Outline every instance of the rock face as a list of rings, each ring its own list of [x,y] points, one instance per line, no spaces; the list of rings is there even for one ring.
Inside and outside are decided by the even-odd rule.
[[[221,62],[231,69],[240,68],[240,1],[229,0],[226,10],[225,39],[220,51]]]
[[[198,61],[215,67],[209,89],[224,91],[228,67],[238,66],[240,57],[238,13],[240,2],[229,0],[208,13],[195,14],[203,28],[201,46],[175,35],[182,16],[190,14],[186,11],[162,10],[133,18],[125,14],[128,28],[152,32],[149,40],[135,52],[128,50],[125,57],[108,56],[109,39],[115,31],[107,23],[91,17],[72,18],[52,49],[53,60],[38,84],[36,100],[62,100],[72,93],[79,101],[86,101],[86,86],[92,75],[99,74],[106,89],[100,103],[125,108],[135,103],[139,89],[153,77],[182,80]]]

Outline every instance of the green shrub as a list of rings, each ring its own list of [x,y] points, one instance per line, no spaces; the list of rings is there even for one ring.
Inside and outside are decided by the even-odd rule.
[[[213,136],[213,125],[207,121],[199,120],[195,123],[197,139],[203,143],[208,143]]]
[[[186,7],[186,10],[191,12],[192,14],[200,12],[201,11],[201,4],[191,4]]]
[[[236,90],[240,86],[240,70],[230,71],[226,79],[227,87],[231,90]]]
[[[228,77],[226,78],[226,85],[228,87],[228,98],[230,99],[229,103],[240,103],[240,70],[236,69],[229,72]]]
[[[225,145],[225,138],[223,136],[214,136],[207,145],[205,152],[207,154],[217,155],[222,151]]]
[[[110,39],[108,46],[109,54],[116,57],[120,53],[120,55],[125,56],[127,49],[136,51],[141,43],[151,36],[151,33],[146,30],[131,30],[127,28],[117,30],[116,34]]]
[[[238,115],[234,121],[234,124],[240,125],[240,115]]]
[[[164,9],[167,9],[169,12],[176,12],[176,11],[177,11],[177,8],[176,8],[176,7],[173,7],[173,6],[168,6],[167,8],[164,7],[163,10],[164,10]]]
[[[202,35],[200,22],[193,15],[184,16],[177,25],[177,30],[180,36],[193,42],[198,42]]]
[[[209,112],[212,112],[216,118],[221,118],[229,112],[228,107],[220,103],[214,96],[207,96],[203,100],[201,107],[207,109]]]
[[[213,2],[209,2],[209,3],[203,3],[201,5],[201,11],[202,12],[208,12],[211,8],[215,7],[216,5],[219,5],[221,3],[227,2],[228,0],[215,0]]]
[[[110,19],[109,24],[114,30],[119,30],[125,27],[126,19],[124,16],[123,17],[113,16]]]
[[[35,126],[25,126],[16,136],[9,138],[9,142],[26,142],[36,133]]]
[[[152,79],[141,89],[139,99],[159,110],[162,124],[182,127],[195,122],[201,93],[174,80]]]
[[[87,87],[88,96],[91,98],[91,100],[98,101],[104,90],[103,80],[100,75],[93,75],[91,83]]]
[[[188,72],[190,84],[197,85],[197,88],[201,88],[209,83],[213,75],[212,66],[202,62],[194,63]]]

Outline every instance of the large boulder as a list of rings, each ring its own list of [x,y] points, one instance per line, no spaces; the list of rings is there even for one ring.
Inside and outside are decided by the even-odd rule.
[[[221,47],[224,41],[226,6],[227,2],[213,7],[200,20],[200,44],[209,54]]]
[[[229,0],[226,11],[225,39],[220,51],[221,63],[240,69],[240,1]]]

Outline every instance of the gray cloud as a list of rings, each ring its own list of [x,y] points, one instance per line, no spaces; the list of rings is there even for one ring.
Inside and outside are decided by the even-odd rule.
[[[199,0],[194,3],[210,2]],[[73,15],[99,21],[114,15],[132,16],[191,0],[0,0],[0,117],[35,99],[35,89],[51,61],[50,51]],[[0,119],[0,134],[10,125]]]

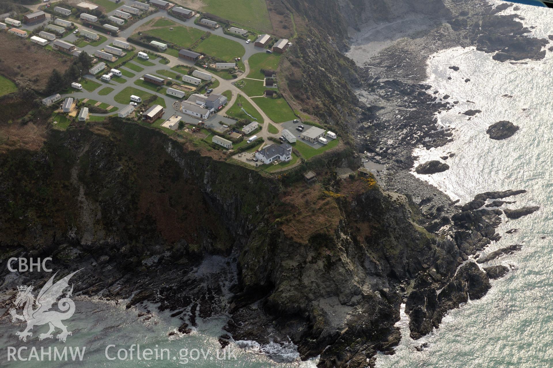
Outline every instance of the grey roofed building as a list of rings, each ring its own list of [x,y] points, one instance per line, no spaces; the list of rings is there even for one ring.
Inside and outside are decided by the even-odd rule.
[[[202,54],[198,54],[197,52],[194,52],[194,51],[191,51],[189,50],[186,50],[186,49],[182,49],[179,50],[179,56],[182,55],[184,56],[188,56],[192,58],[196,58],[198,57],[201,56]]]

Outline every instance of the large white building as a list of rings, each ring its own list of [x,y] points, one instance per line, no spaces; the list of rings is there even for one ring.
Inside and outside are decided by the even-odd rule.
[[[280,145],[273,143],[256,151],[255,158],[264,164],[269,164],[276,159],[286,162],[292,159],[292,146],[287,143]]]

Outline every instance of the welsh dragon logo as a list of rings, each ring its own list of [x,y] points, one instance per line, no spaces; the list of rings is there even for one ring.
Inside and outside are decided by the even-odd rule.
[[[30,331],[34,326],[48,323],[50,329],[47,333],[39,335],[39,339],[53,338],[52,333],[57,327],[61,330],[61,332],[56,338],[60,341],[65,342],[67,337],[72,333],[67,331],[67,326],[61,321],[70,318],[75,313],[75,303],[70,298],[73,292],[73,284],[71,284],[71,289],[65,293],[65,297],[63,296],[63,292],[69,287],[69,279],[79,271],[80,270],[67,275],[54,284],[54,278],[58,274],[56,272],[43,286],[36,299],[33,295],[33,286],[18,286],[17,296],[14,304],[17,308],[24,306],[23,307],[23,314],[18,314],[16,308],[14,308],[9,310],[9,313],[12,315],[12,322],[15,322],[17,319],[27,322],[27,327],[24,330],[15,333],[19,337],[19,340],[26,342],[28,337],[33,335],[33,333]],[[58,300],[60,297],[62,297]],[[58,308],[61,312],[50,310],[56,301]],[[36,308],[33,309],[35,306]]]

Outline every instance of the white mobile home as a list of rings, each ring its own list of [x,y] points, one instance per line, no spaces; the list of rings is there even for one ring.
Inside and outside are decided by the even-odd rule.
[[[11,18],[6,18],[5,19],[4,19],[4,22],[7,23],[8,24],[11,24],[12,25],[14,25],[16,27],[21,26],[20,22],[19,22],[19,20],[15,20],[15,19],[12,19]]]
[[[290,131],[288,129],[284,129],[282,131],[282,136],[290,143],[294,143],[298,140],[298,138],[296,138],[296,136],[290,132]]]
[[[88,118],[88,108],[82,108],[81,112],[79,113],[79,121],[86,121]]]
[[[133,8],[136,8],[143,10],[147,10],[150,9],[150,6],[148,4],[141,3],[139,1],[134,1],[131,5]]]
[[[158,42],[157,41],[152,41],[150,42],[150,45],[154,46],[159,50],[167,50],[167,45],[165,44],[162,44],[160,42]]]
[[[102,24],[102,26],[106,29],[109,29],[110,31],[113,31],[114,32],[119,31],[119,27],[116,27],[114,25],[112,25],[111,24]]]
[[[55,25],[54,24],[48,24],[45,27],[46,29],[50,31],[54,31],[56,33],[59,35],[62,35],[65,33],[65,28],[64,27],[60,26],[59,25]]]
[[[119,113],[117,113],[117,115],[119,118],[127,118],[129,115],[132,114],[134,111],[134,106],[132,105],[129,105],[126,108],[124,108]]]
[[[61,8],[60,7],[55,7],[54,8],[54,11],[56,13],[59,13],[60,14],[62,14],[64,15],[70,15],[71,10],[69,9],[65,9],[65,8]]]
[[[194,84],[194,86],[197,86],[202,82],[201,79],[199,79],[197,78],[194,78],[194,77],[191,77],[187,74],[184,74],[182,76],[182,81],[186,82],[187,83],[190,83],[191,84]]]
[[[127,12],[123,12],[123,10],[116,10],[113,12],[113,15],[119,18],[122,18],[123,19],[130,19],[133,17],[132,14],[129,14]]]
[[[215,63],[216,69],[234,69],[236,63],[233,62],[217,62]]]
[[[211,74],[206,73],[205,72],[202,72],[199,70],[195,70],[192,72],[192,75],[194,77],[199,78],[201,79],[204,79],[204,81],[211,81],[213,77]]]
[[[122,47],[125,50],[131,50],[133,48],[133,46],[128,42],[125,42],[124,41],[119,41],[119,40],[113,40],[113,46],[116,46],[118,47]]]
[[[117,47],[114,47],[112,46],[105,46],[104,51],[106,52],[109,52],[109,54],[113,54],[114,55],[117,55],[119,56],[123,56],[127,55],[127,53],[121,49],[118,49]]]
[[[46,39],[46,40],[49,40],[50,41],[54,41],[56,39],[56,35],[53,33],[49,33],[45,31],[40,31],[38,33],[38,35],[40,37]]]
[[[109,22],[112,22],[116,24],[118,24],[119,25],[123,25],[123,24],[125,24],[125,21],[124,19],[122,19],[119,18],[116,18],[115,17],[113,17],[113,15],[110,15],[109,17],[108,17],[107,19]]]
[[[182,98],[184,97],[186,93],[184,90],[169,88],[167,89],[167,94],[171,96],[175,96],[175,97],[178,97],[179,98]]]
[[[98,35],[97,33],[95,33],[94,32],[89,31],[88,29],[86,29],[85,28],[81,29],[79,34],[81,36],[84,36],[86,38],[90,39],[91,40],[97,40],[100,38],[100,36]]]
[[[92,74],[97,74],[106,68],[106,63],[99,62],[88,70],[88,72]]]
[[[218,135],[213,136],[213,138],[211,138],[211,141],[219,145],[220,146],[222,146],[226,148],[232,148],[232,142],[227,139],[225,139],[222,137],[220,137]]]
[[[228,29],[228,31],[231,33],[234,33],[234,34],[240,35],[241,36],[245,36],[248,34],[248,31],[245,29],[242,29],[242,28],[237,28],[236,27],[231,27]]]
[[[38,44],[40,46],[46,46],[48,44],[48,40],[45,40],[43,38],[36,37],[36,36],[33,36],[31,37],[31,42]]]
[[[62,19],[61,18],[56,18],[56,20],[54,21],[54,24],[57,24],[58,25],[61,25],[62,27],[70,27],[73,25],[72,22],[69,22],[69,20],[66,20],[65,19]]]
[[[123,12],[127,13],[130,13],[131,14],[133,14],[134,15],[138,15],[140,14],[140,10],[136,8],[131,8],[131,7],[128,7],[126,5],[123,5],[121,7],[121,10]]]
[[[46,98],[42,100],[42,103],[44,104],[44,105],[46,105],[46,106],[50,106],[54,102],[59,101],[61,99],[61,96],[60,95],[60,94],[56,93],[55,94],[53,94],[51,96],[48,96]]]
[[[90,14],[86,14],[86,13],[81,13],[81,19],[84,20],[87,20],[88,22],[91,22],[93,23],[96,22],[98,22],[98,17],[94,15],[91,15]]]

» **What is required**: Tally the lines of the records that contain the string "white", treating uppercase and lowercase as distinct, and give only the number.

» **Written solution**: 2